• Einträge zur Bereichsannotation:
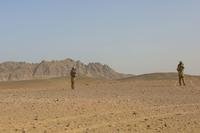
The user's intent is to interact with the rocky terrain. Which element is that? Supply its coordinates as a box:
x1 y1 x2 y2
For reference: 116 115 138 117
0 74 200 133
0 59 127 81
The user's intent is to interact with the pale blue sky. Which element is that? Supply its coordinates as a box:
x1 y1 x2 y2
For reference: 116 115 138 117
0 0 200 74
==
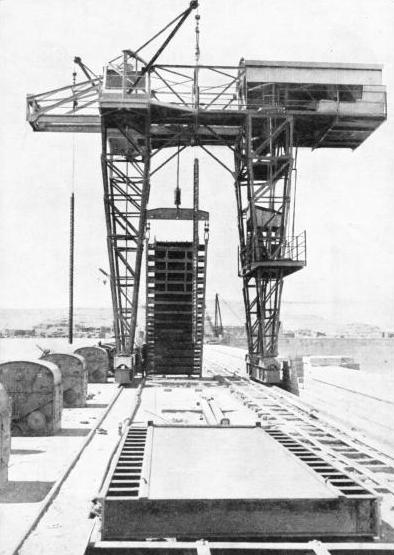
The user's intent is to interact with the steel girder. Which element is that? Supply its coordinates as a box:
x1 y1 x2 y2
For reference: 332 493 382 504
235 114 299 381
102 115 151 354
...
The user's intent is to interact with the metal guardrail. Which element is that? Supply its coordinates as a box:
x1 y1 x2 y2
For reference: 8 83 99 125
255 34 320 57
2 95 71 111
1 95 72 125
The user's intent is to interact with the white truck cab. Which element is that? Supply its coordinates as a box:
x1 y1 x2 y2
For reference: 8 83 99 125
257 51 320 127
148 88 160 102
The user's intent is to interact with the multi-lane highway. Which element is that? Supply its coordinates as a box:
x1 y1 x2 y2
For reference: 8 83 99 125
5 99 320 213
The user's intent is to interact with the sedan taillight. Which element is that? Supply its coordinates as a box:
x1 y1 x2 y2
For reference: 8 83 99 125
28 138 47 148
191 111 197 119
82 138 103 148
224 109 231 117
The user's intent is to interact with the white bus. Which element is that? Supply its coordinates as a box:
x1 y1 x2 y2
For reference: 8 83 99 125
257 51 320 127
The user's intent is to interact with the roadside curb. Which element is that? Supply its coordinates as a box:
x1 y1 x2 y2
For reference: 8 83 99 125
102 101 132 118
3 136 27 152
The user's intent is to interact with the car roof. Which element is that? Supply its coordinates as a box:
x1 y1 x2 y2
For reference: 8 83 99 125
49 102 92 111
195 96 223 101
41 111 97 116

• Ziel der Aufgabe:
Gib den Teil des Materials unverändert wieder, der mit der Zeile beginnt, die „The user's intent is to interact with the rocky“ enthält, und mit der Zeile endet, die „0 59 127 81“ enthält. Beide Zeilen gehören dazu.

• Erledigte Aufgabe:
The user's intent is to interact with the rocky terrain. Which element is that? Supply its coordinates as a box:
x1 y1 x2 y2
For reference: 116 115 138 117
0 74 200 133
0 59 127 81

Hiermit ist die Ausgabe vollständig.